+++ EXCERTO DA PÁGINA

Claro que os tomistas consideram
sexualmente desordenadas muitas coisas que não são vistas como tal nos nossos
dias pela maioria das pessoas. Do ponto de vista A-T tal resulta em parte do
erro intelectual reinante.
Porque, ao contrário do que a
maioria das pessoas actualmente pensa, se atendermos ao enquadramento
metafísico subjacente à Moral Católica Tradicional/Direito Natural Clássico (MCT/DNC) — essencialismo, teleologismo, etc. — é
absolutamente óbvio (como anteriormente demonstrámos) que a moral sexual tradicional é
perfeitamente razoável e até dificilmente evitável, sendo o seu enquadramento
metafísico perfeitamente defensável, quando correctamente entendido.
O problema é que, no mundo contemporâneo, até mesmo a nível universitário, ninguém conhece os fundamentos racionais da MCT/DNC, ou então conhece apenas caricaturas básicas dos mesmos.
Mas, o mais grave, é que do ponto de vista A-T, não estamos apenas perante um simples erro intelectual. Porque não se trata apenas de, a nível intelectual, a maioria das pessoas na sociedade ocidental contemporânea não concordar com a Moral Sexual Tradicional no que respeita ao que deve ou não deve ser considerado desordenado. O grande problema reside no facto de a maioria das pessoas, do ponto de vista da Moral Sexual Tradicional, actuar desordenadamente, a este nível. E tendo este tipo de comportamento uma forte propensão para obnubilar a nossa capacidade para discernir o bem do mal, especialmente no que ao sexo diz respeito, segue-se que a generalizada rejeição da Moral Sexual Tradicional tem muito a ver com aquela corrupção cognitiva a que S. Tomás chama Cegueira Mental.
Que, quem não se comporta segundo as
normas da Moral Sexual Tradicional, não entenda também que essas normas têm um
fundamento racional sólido, não é de todo surpreendente. Pelo contrário, é
exactamente o que o Doutor Angélico previu.
É a esta luz que temos de ver a
recusa, da maioria dos filósofos e académicos contemporâneos (e, até, de muitos
prelados modernistas), de considerarem sequer os argumentos da MCT/DNC em
defesa da Moral Sexual Tradicional. Para eles, nem vale a pena dar qualquer
crédito a tais argumentos porque "sabem" à partida não passarem de meros
preconceitos de fanáticos.

++++++
+++ MATERIAL DE ORIGEM

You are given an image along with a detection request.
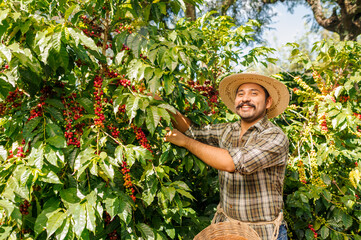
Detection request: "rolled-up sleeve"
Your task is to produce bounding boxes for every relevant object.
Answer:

++++++

## TAREFAS
1. Copie, do excerto sobre a moral sexual tradicional, o trecho de "Que, quem não" a "preconceitos de fanáticos.", sem qualquer alteração.
2. Dê seguimento ao excerto sobre a moral sexual tradicional a partir do ponto em que termina.

## RESPOSTAS POR TAREFA
1.
Que, quem não se comporta segundo as
normas da Moral Sexual Tradicional, não entenda também que essas normas têm um
fundamento racional sólido, não é de todo surpreendente. Pelo contrário, é
exactamente o que o Doutor Angélico previu.
É a esta luz que temos de ver a
recusa, da maioria dos filósofos e académicos contemporâneos (e, até, de muitos
prelados modernistas), de considerarem sequer os argumentos da MCT/DNC em
defesa da Moral Sexual Tradicional. Para eles, nem vale a pena dar qualquer
crédito a tais argumentos porque "sabem" à partida não passarem de meros
preconceitos de fanáticos.

2.
Mas, este tipo de atitude, tão
generalizada, tem o problema de ser completamente falaciosa. Porque o bus ilis
da questão é precisamente saber se a Moral Sexual Tradicional é racionalmente
defensável ou é apenas preconceituosa; ora, afirmar simplesmente que os seus
defensores são preconceituosos e fanáticos não chega a ser um argumento; não
passa de uma falácia ad hominem.
E, cereja no
topo do bolo (ou, melhor, fel no fundo do copo), no mundo contemporâneo, a
cegueira mental, é fortemente exacerbada por uma cultura hiper-sexualizada e
pela pornografia moderna que envolvendo imagens de pessoas reais praticando
actos reais, intensifica e torna vívidas as fantasias sexuais onanísticas,
enquanto, através da perfeição dos corpos, da variedade dos actos praticados e
da promiscuidade exibida, nos afasta do que na realidade será sexualmente
pretendido por um parceiro real; o consumidor de pornografia terá forte
tendência para ficar obcecado com expectativas irrealistas e actos sexuais
ilícitos e dificilmente se satisfará com uma relação normal com uma pessoa
real.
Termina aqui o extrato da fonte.